╭─ Available data

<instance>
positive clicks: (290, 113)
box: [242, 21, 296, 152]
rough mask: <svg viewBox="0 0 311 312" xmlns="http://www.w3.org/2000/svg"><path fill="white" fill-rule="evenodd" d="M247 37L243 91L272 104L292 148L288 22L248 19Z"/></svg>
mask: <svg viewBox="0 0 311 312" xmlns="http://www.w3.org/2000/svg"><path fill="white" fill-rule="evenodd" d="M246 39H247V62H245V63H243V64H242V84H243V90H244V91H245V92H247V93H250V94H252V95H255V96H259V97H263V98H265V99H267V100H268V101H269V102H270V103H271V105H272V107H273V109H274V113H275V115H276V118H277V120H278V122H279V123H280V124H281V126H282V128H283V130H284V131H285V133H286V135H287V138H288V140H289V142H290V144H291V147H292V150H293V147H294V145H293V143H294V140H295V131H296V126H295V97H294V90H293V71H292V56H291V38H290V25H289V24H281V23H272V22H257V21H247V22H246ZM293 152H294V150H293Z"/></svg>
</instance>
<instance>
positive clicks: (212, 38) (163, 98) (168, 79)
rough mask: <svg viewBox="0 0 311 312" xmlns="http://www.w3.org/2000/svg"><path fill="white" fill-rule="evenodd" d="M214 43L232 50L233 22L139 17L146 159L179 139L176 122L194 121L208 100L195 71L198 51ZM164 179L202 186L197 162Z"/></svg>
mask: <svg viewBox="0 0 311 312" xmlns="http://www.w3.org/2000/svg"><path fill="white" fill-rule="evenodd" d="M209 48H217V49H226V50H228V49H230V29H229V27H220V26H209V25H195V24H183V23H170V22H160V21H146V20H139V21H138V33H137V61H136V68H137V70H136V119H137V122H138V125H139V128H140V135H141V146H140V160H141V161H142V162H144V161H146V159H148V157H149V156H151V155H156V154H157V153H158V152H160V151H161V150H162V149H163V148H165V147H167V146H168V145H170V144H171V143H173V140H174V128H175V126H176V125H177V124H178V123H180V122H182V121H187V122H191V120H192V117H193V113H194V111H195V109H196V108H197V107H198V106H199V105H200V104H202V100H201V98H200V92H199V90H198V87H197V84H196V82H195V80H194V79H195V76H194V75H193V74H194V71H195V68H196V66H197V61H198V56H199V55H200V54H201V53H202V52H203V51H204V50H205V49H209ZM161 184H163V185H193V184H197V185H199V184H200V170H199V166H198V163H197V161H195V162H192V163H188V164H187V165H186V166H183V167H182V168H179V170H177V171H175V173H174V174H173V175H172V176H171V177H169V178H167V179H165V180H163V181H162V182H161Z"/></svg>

╰─

§ **Your task**
Repeat exactly the lines above from the one with "positive clicks: (290, 113)" up to and including the one with "positive clicks: (212, 38)". No other line belongs in the reply.

§ **Written reply**
positive clicks: (290, 113)
box: [242, 21, 296, 152]
rough mask: <svg viewBox="0 0 311 312" xmlns="http://www.w3.org/2000/svg"><path fill="white" fill-rule="evenodd" d="M247 37L243 91L272 104L292 148L288 22L248 19Z"/></svg>
mask: <svg viewBox="0 0 311 312" xmlns="http://www.w3.org/2000/svg"><path fill="white" fill-rule="evenodd" d="M246 39H247V62H245V63H243V64H242V84H243V90H244V91H245V92H247V93H250V94H252V95H255V96H259V97H263V98H265V99H267V100H268V101H269V102H270V103H271V105H272V107H273V109H274V113H275V115H276V118H277V120H278V122H279V123H280V124H281V126H282V128H283V130H284V131H285V133H286V135H287V138H288V140H289V142H290V144H291V147H292V150H293V147H294V145H293V143H294V140H295V131H296V126H295V97H294V90H293V71H292V56H291V38H290V25H289V24H281V23H272V22H257V21H247V22H246ZM293 152H294V150H293Z"/></svg>
</instance>
<instance>
positive clicks: (212, 38) (163, 98) (168, 79)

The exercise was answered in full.